+++ RECORDS FOR THIS EXERCISE
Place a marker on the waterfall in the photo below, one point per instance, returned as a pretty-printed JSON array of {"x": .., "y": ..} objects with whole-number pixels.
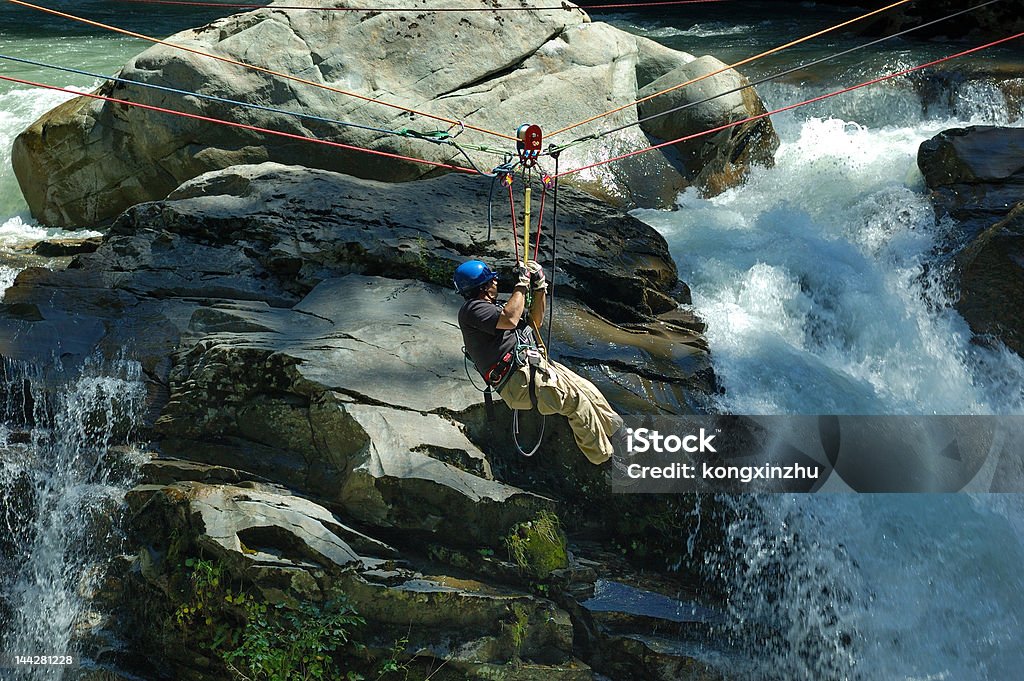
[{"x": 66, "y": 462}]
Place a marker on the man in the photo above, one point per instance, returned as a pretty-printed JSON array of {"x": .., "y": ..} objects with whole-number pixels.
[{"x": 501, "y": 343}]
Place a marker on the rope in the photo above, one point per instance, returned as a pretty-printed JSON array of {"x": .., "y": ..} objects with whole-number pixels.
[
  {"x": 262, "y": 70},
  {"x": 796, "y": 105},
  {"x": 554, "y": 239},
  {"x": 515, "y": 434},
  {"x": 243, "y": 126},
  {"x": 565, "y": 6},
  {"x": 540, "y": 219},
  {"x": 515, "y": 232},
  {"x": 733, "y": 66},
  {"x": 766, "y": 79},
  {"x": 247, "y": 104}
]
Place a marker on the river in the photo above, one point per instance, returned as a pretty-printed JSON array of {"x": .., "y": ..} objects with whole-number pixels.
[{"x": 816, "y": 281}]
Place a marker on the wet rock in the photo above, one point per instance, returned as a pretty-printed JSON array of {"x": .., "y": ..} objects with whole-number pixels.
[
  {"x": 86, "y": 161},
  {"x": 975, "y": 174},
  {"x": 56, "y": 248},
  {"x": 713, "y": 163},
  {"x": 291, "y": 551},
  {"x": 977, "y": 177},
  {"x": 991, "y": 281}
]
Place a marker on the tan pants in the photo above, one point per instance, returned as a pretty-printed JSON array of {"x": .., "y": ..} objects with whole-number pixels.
++++++
TASK DETAILS:
Restate the full listing verbatim and drop every picture.

EXPECTED ANSWER:
Place a marker on the waterfall in the photo below, one point per instance, returned as a pretty-printed JSON array of {"x": .., "y": ..} objects with whole-number pixels.
[{"x": 66, "y": 462}]
Place a marker on the man in the photo above, one point per instance, returned as a pretty-printed JSON array of {"x": .., "y": ..} objects with whole-number pixels.
[{"x": 501, "y": 343}]
Place a marker on the rope in the photo above, one point per instance, returned as a pretty-printed JSON array of {"x": .., "y": ..} objects with whole-number pixels.
[
  {"x": 262, "y": 70},
  {"x": 796, "y": 105},
  {"x": 554, "y": 239},
  {"x": 515, "y": 434},
  {"x": 243, "y": 126},
  {"x": 565, "y": 6},
  {"x": 540, "y": 219},
  {"x": 515, "y": 232},
  {"x": 733, "y": 66},
  {"x": 766, "y": 79},
  {"x": 247, "y": 104}
]
Place a marker on the river in the photo above, one point per instance, returned as a pretty-printed JSON array of {"x": .., "y": ..} objects with whole-number pixels.
[{"x": 816, "y": 281}]
Place a marker on the wet rock in the photo above, one point per instance, returned as a pretty-printed JSON array of {"x": .., "y": ..} objects with whole-number pixels.
[
  {"x": 86, "y": 161},
  {"x": 975, "y": 174},
  {"x": 56, "y": 248},
  {"x": 713, "y": 163},
  {"x": 291, "y": 551},
  {"x": 977, "y": 177},
  {"x": 991, "y": 281}
]
Place a marker on the tan pants in the photo above, one point per instance, returned as a pretty-printed JSON array of {"x": .., "y": ..} objects with whole-number pixels.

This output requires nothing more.